• **EXERCISE DESCRIPTION**
Which lines of the data below contain the string "window"? Copy each of them in full.

• **GIVEN DATA**
⁂
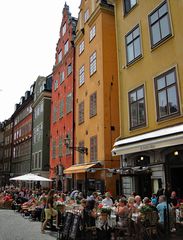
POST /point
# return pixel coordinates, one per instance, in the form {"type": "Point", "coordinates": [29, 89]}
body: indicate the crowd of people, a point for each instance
{"type": "Point", "coordinates": [97, 211]}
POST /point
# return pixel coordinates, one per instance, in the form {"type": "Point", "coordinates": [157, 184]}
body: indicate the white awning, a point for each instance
{"type": "Point", "coordinates": [165, 137]}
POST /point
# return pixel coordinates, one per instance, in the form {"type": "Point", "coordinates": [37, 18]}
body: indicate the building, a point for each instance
{"type": "Point", "coordinates": [62, 110]}
{"type": "Point", "coordinates": [7, 155]}
{"type": "Point", "coordinates": [22, 135]}
{"type": "Point", "coordinates": [96, 98]}
{"type": "Point", "coordinates": [41, 109]}
{"type": "Point", "coordinates": [149, 38]}
{"type": "Point", "coordinates": [2, 182]}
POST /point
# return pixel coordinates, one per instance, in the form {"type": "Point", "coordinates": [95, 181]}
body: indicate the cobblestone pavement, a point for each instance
{"type": "Point", "coordinates": [14, 227]}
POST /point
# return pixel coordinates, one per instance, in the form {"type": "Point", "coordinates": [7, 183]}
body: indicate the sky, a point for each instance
{"type": "Point", "coordinates": [29, 34]}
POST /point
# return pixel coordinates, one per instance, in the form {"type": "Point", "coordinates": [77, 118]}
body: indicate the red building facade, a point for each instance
{"type": "Point", "coordinates": [62, 107]}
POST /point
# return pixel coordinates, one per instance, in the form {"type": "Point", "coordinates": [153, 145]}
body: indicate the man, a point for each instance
{"type": "Point", "coordinates": [107, 201]}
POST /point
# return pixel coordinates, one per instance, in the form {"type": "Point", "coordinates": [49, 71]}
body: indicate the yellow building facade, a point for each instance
{"type": "Point", "coordinates": [96, 98]}
{"type": "Point", "coordinates": [149, 38]}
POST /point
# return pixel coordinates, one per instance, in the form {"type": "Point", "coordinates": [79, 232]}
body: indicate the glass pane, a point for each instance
{"type": "Point", "coordinates": [161, 83]}
{"type": "Point", "coordinates": [156, 33]}
{"type": "Point", "coordinates": [163, 10]}
{"type": "Point", "coordinates": [133, 2]}
{"type": "Point", "coordinates": [129, 38]}
{"type": "Point", "coordinates": [172, 100]}
{"type": "Point", "coordinates": [133, 97]}
{"type": "Point", "coordinates": [134, 115]}
{"type": "Point", "coordinates": [130, 53]}
{"type": "Point", "coordinates": [170, 78]}
{"type": "Point", "coordinates": [141, 108]}
{"type": "Point", "coordinates": [136, 33]}
{"type": "Point", "coordinates": [137, 48]}
{"type": "Point", "coordinates": [153, 17]}
{"type": "Point", "coordinates": [140, 93]}
{"type": "Point", "coordinates": [165, 28]}
{"type": "Point", "coordinates": [163, 108]}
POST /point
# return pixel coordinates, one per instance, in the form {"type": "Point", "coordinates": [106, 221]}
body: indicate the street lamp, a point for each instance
{"type": "Point", "coordinates": [82, 150]}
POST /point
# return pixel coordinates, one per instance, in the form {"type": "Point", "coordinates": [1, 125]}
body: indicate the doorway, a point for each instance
{"type": "Point", "coordinates": [143, 185]}
{"type": "Point", "coordinates": [177, 180]}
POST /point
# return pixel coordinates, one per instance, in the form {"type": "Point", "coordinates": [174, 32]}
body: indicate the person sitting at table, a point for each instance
{"type": "Point", "coordinates": [107, 201]}
{"type": "Point", "coordinates": [122, 212]}
{"type": "Point", "coordinates": [49, 210]}
{"type": "Point", "coordinates": [103, 225]}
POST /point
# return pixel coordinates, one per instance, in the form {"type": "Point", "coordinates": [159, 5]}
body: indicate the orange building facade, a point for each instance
{"type": "Point", "coordinates": [96, 98]}
{"type": "Point", "coordinates": [62, 103]}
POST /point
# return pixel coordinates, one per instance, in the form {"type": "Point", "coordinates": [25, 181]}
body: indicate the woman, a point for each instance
{"type": "Point", "coordinates": [122, 212]}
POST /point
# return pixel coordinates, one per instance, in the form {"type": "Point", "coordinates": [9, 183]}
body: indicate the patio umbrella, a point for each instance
{"type": "Point", "coordinates": [30, 177]}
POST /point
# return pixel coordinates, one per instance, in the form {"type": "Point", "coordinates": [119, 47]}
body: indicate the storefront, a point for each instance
{"type": "Point", "coordinates": [86, 179]}
{"type": "Point", "coordinates": [159, 154]}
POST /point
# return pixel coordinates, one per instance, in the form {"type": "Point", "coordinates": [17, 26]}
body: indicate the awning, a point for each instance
{"type": "Point", "coordinates": [165, 137]}
{"type": "Point", "coordinates": [80, 168]}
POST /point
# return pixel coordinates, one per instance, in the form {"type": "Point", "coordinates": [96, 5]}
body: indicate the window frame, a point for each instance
{"type": "Point", "coordinates": [81, 112]}
{"type": "Point", "coordinates": [93, 148]}
{"type": "Point", "coordinates": [93, 104]}
{"type": "Point", "coordinates": [81, 47]}
{"type": "Point", "coordinates": [169, 115]}
{"type": "Point", "coordinates": [82, 75]}
{"type": "Point", "coordinates": [86, 15]}
{"type": "Point", "coordinates": [132, 42]}
{"type": "Point", "coordinates": [125, 6]}
{"type": "Point", "coordinates": [66, 47]}
{"type": "Point", "coordinates": [138, 125]}
{"type": "Point", "coordinates": [69, 98]}
{"type": "Point", "coordinates": [92, 33]}
{"type": "Point", "coordinates": [153, 45]}
{"type": "Point", "coordinates": [81, 157]}
{"type": "Point", "coordinates": [93, 63]}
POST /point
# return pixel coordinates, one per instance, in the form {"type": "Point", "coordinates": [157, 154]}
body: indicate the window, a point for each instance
{"type": "Point", "coordinates": [133, 46]}
{"type": "Point", "coordinates": [66, 47]}
{"type": "Point", "coordinates": [54, 114]}
{"type": "Point", "coordinates": [86, 15]}
{"type": "Point", "coordinates": [93, 149]}
{"type": "Point", "coordinates": [69, 103]}
{"type": "Point", "coordinates": [62, 77]}
{"type": "Point", "coordinates": [93, 104]}
{"type": "Point", "coordinates": [61, 108]}
{"type": "Point", "coordinates": [92, 32]}
{"type": "Point", "coordinates": [137, 107]}
{"type": "Point", "coordinates": [167, 94]}
{"type": "Point", "coordinates": [81, 47]}
{"type": "Point", "coordinates": [68, 150]}
{"type": "Point", "coordinates": [81, 112]}
{"type": "Point", "coordinates": [81, 155]}
{"type": "Point", "coordinates": [93, 63]}
{"type": "Point", "coordinates": [69, 69]}
{"type": "Point", "coordinates": [64, 29]}
{"type": "Point", "coordinates": [129, 4]}
{"type": "Point", "coordinates": [60, 56]}
{"type": "Point", "coordinates": [159, 23]}
{"type": "Point", "coordinates": [39, 159]}
{"type": "Point", "coordinates": [60, 149]}
{"type": "Point", "coordinates": [81, 75]}
{"type": "Point", "coordinates": [55, 85]}
{"type": "Point", "coordinates": [54, 149]}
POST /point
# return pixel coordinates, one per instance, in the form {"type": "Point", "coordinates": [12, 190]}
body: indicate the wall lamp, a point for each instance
{"type": "Point", "coordinates": [82, 150]}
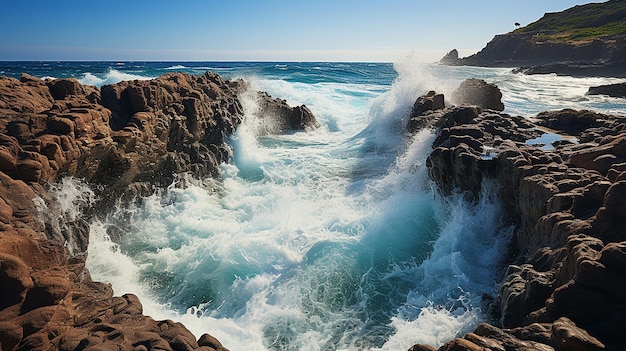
⁂
• **COMPLETED TASK**
body: indicate the window frame, a point for each instance
body: indicate the window, a point for each instance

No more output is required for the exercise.